Refrigerant charging table for a Uniflair Unit
Refrigerant charging table for a Uniflair Unit
T*DV, T*TV, T*AV, T*EV, T*WV
All Serials Numbers
Air-cooled DX units must be connected to a remote outdoor condenser. Systems with remote outdoor condensers must have discharge and liquid lines from the equipment to the condenser.
Note: Install all refrigerant lines in accordance with applicable industry guidelines as well as local and national codes and regulations.
• All refrigerant piping is type L ACR hard drawn copper pipes (soft copper is unacceptable).
• All refrigerant lines/chilled water piping are free from debris.
• All refrigerant lines should be short and direct as possible.
• All refrigerant piping joints must be made by brazing only; do not solder. Recommended brazing alloy is AWS A5.8 BCuP-5.
• All refrigerant pipes are installed with proper supports and approved refrigerant line clamps.
Caution: The laying of the lines and the refrigerant connections must be performed by a qualified technician. All lines must be properly supported, insulated and isolated to avoid
premature joint failures due to system vibrations.
Note: Isolate piping from structural surfaces using proper refrigeration/AC vibration clamps.
Note: When brazing field-installed copper refrigeration lines, use a nitrogen purge to minimize
contamination of the refrigeration system during the brazing process.
Equivalent Line Length of Fittings
Use the following table for reference when determining the total equivalent length of a pipe run.

Dataset rows showing where objects appear:
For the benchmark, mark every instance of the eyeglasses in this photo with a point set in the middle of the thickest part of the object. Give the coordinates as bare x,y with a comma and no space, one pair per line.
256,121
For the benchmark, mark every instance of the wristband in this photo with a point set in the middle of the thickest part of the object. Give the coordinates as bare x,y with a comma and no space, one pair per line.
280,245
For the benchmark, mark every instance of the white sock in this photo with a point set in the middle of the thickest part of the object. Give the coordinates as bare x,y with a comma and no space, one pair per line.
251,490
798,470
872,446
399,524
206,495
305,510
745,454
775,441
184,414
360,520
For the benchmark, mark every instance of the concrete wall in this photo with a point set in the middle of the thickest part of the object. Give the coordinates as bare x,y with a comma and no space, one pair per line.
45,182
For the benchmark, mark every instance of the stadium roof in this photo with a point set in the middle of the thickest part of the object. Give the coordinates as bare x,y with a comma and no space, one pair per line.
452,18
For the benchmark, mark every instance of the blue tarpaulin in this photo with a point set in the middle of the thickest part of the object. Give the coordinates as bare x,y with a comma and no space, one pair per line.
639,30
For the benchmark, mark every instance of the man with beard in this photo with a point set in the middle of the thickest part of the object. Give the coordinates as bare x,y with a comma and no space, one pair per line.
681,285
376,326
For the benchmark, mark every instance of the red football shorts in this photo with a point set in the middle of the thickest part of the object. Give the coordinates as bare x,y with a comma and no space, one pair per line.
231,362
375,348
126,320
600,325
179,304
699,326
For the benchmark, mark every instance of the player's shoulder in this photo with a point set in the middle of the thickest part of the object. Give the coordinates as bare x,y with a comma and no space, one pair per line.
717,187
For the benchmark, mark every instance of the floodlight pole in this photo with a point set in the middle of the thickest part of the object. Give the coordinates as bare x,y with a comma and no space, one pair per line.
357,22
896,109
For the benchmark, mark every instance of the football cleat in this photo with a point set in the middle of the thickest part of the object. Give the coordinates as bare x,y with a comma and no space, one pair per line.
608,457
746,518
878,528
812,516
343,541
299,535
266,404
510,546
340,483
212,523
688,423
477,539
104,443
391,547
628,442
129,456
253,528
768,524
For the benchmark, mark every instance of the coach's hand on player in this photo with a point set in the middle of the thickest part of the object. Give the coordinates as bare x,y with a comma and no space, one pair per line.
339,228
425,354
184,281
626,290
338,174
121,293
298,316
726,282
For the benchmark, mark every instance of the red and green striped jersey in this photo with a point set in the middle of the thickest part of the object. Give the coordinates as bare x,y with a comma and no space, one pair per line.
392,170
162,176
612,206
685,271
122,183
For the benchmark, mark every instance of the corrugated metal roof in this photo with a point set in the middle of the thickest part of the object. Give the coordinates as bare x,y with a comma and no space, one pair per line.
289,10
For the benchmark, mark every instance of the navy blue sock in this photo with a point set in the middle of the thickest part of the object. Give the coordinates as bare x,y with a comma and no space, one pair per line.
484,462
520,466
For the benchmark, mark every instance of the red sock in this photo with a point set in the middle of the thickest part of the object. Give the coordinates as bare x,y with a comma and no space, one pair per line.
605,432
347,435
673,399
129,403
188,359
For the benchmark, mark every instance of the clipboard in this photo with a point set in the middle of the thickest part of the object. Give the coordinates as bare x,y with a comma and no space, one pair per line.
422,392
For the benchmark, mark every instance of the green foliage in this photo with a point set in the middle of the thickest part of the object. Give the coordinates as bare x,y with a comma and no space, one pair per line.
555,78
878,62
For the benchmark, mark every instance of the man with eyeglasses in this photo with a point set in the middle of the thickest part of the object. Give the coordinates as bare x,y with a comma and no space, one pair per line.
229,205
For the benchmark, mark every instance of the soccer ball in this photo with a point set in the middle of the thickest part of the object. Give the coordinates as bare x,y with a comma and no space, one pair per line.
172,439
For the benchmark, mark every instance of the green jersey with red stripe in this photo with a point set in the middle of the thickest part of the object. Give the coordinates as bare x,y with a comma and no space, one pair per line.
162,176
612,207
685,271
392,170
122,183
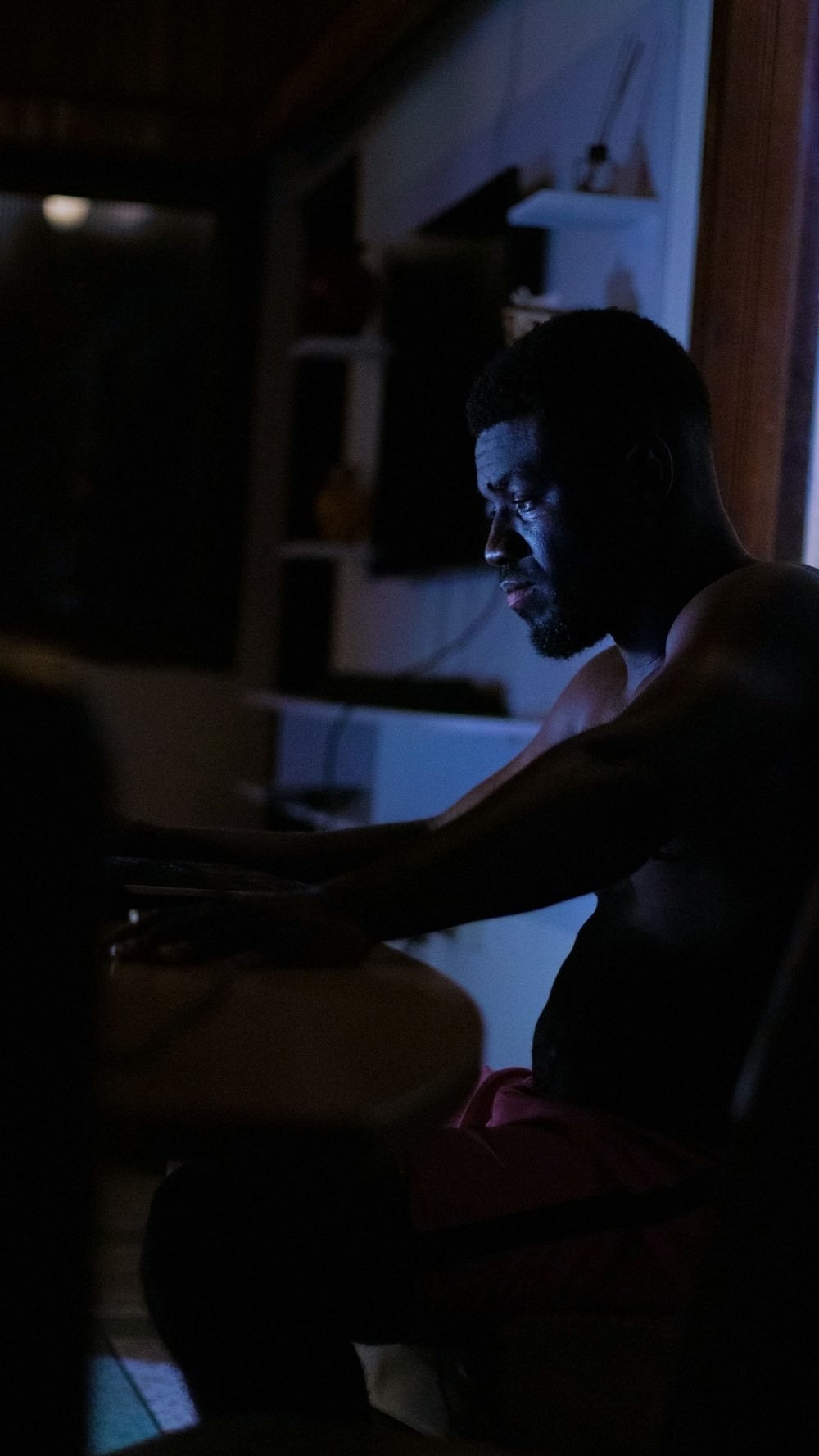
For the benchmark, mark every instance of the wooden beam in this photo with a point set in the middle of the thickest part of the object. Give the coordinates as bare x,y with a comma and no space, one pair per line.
749,236
361,37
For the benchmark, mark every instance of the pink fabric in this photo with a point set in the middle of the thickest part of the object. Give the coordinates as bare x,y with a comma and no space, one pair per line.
508,1150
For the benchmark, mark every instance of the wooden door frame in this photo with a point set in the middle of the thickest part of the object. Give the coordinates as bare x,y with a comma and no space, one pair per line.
753,249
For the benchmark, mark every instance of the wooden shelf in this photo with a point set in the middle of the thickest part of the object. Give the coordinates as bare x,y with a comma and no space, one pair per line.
552,208
339,347
324,551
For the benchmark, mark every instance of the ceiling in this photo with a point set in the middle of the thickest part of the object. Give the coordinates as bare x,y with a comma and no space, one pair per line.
206,80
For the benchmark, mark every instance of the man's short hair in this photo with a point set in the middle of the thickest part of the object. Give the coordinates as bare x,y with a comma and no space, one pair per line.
595,376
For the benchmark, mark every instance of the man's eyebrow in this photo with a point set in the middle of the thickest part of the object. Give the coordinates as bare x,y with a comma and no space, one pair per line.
521,472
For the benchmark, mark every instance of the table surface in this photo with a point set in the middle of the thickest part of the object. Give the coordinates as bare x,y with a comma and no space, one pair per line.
387,1044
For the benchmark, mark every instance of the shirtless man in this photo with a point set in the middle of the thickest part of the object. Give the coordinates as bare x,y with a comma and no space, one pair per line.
669,778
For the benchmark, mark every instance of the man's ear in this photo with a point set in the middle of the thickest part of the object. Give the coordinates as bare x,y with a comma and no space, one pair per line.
648,470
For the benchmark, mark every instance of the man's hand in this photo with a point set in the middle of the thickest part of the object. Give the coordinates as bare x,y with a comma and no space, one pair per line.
264,929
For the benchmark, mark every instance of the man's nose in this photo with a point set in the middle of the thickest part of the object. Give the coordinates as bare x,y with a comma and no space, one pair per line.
504,542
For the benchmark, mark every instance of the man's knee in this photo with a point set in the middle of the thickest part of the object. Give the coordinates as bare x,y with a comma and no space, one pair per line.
303,1227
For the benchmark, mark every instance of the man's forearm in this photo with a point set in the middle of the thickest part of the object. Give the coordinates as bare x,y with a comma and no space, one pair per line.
296,855
562,828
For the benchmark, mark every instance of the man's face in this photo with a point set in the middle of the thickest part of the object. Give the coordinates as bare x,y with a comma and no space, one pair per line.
547,541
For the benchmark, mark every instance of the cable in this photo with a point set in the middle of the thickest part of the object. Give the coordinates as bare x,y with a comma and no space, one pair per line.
416,670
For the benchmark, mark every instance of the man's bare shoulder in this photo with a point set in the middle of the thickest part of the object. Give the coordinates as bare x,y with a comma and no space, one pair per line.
764,606
592,696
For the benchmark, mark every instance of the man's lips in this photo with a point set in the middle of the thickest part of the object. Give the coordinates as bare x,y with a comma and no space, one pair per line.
517,592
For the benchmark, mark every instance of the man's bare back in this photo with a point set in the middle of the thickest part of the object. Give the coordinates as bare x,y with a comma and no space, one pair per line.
656,1004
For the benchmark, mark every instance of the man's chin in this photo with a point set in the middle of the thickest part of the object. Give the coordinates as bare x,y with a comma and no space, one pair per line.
560,639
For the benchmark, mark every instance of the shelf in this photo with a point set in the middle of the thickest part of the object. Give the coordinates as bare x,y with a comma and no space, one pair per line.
339,347
553,208
324,551
329,711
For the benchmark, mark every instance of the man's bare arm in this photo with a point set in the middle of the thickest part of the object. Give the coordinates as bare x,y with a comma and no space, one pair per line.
736,689
322,855
296,855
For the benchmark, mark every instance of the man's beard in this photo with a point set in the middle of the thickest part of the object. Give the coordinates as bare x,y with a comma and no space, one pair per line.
571,622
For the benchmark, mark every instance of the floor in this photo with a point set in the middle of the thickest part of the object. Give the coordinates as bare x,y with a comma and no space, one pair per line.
136,1390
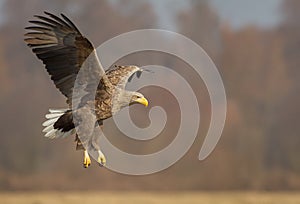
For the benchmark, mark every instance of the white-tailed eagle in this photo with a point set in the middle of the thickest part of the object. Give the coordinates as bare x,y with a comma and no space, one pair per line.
63,49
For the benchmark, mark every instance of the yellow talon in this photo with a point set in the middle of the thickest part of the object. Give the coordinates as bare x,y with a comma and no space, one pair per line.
101,158
86,160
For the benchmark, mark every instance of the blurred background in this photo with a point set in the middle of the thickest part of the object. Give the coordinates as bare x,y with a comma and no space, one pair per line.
256,47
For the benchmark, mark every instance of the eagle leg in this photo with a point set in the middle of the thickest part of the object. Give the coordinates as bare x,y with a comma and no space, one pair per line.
86,160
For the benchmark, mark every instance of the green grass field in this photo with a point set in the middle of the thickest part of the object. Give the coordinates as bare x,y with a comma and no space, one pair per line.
150,198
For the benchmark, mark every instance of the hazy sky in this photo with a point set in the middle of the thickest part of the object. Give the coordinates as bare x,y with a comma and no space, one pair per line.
264,13
238,13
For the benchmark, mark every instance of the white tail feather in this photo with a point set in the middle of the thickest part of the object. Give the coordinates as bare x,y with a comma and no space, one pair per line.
52,117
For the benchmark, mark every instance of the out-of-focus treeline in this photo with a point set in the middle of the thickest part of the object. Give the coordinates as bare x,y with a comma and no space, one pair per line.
259,148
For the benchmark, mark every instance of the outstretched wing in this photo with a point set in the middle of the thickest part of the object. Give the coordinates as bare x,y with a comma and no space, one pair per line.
63,49
122,74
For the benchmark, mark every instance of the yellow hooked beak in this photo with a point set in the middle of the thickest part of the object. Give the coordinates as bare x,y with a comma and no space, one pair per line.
143,101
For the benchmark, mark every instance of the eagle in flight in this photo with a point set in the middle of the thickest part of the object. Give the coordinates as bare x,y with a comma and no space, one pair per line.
65,51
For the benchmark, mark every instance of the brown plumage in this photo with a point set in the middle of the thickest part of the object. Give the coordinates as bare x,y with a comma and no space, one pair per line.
65,51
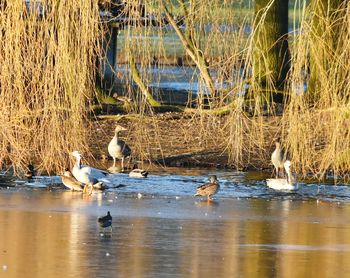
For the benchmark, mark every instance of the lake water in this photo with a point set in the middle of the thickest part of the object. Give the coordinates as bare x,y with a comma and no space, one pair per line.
161,230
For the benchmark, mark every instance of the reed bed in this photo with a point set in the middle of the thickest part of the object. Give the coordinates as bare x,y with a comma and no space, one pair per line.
47,63
48,78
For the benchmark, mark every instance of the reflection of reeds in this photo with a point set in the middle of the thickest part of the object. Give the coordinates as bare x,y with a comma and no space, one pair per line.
47,73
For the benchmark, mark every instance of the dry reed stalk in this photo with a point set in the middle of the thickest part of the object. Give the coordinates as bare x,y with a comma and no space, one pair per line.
47,60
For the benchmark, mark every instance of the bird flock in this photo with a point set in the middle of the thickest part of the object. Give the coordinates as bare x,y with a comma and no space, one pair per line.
87,179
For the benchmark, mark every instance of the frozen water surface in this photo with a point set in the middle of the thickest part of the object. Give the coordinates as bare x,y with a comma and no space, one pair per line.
161,230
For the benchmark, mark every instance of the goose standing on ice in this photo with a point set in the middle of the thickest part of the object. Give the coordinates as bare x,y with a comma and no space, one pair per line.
208,189
138,173
87,175
117,148
278,158
284,184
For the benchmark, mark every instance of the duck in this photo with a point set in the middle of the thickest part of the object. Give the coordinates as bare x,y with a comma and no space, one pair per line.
105,221
138,173
31,172
278,158
208,189
70,182
284,184
87,175
117,148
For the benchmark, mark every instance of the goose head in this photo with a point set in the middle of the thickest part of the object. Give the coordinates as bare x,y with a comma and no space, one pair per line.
76,154
213,179
67,173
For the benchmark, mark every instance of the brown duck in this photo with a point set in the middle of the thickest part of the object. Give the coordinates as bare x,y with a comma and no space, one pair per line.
208,189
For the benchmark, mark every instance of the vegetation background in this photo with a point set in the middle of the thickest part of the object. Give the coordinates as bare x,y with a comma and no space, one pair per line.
268,70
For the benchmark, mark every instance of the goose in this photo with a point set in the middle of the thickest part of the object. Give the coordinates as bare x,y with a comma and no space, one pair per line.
87,175
278,158
117,148
284,184
105,221
208,189
70,182
138,173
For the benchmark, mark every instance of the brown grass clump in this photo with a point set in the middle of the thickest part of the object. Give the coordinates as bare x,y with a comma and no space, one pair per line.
47,75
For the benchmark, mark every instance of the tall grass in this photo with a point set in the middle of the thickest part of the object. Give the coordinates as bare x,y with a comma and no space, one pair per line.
47,79
47,62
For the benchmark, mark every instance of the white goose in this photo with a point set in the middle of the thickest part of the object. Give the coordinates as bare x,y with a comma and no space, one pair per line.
87,175
138,173
284,184
117,148
278,158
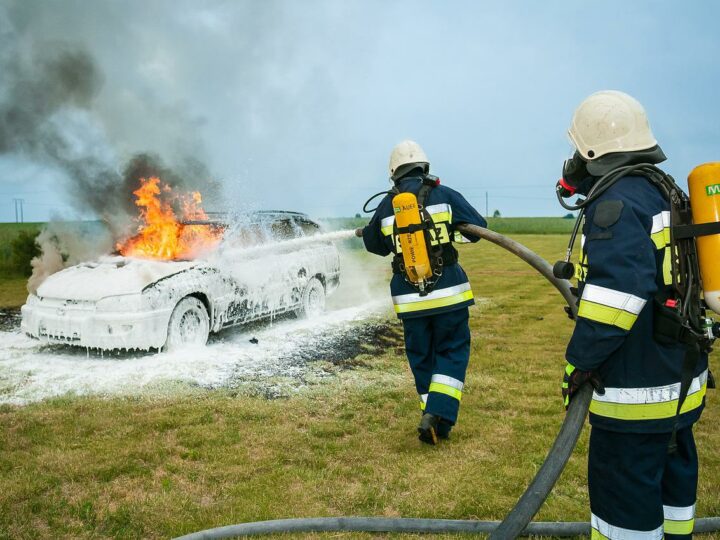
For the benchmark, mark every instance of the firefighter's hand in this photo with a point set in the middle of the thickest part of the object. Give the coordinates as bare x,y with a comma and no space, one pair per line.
574,378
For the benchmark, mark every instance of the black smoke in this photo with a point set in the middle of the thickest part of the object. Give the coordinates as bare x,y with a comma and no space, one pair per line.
47,115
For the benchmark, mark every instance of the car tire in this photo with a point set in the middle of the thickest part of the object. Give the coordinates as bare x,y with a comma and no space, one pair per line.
312,301
189,324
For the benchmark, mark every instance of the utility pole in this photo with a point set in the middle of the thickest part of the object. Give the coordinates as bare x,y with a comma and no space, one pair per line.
19,216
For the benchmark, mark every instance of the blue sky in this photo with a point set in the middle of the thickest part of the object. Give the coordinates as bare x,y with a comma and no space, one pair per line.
296,105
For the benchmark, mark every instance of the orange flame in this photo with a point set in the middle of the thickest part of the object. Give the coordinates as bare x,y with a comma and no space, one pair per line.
161,235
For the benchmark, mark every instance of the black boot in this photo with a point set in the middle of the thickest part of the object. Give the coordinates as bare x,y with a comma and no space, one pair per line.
428,428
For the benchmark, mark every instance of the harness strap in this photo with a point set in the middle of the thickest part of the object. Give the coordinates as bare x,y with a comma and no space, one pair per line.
692,357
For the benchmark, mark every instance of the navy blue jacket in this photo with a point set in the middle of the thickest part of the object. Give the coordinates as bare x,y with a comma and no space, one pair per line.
625,262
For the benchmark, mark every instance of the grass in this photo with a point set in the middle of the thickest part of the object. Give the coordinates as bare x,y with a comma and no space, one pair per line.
141,468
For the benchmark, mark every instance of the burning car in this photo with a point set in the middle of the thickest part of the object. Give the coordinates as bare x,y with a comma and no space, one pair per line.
267,266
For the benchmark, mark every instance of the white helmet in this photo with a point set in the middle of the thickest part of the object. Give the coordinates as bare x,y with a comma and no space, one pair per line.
610,121
407,152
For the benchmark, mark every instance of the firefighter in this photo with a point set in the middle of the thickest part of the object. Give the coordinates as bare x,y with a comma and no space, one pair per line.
435,318
642,464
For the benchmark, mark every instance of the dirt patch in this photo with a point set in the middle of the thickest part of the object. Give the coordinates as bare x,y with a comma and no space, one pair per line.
343,348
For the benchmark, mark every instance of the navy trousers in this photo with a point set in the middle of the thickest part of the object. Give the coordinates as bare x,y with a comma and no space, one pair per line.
438,349
638,489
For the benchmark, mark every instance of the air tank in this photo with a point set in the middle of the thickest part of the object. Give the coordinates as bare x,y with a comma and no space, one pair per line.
414,248
704,185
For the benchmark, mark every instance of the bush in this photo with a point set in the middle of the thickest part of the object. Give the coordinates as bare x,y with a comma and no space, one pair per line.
24,249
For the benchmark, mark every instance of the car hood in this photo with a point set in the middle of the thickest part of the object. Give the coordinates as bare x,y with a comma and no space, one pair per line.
108,276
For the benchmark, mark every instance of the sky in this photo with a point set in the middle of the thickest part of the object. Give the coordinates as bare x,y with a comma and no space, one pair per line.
297,105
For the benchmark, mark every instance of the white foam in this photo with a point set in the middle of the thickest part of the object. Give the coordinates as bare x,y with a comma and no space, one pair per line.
31,372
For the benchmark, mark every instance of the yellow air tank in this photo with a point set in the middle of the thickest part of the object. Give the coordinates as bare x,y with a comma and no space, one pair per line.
704,184
414,248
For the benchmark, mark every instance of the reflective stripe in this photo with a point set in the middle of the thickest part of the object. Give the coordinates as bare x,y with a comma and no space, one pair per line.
439,212
606,315
441,388
651,403
448,296
679,513
613,298
609,306
447,381
679,519
449,386
660,231
613,532
679,527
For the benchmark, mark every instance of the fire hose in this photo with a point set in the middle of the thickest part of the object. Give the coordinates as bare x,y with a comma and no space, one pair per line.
518,520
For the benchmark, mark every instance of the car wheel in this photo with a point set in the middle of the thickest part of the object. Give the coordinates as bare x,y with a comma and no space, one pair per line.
189,324
312,302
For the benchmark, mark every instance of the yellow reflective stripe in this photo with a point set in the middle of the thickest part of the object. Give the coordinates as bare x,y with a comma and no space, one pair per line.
606,314
647,411
661,238
679,527
441,388
436,303
441,217
423,401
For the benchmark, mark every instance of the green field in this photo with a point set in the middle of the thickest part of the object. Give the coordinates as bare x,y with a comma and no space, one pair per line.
154,468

Exercise set:
1. Reproduce a passage from the refrigerant piping guidelines word for word, beginning at the words "Note: When brazing" and stopping after the words "a pipe run.".
2. Which brazing alloy do the refrigerant piping guidelines recommend for pipe joints?
3. Please write the next part of the refrigerant piping guidelines, starting right after their final sentence.

Answers to each task:
1.
Note: When brazing field-installed copper refrigeration lines, use a nitrogen purge to minimize
contamination of the refrigeration system during the brazing process.
Equivalent Line Length of Fittings
Use the following table for reference when determining the total equivalent length of a pipe run.

2. AWS A5.8 BCuP-5.

3.
Discharge Line Sizing
Caution: Discharge lines must be insulated where contact could be made to avoid a contact burn. Discharge lines must be sized such that refrigerant velocity in vertical lines is between 5 m/s
(1000 ft/min) and 15 m/s (3000 ft/m). Refrigerant velocity in horizontal lines should be a minimum of 2.5 m/s (500 ft/min). Refrigerant velocity must be high enough to keep oil entrained in the flow to ensure the proper flow of oil throughout the system, in particular when operating at partial load. If refrigerant velocity is too low, oil will not return to the compressor. If the refrigerant velocity is too high, both the noise level and pressure drop will increase. The acceptable pressure drops in discharge lines are up to 68.9 kPa (10 psi).
Note: Give consideration to the full and half load (or tandem) of the compressor to ensure that the operational range stays within these limits. Horizontal discharge lines must be pitched downward at a minimum of 10 mm per m (1.2 in per ft) to ensure proper oil return.Trap the discharge line at the base of the vertical riser to prevent oil from returning back to the compressor during shutdown
Calculating Total Discharge Line Size:
Use the following guidelines to determine the diameter of pipe:
• Use the formula:
Total Equivalent length = Vertical line length + Horizontal line length + Equivalent Length of Fittings
• Total equivalent length should not exceed 40 m (130 ft).
• For pipes running in a downward vertical direction, select pipe size from the horizontal sizing table.
Discharge Line Size—Vertical:
• Calculate equivalent discharge line length in vertical direction.
• Use the table below to determine pipe diameter for vertical pipes.
Note: Equivalent length in vertical direction cannot exceed 15 m (50 ft).
Discharge Line Size—Horizontal
• Calculate equivalent discharge line length in horizontal direction.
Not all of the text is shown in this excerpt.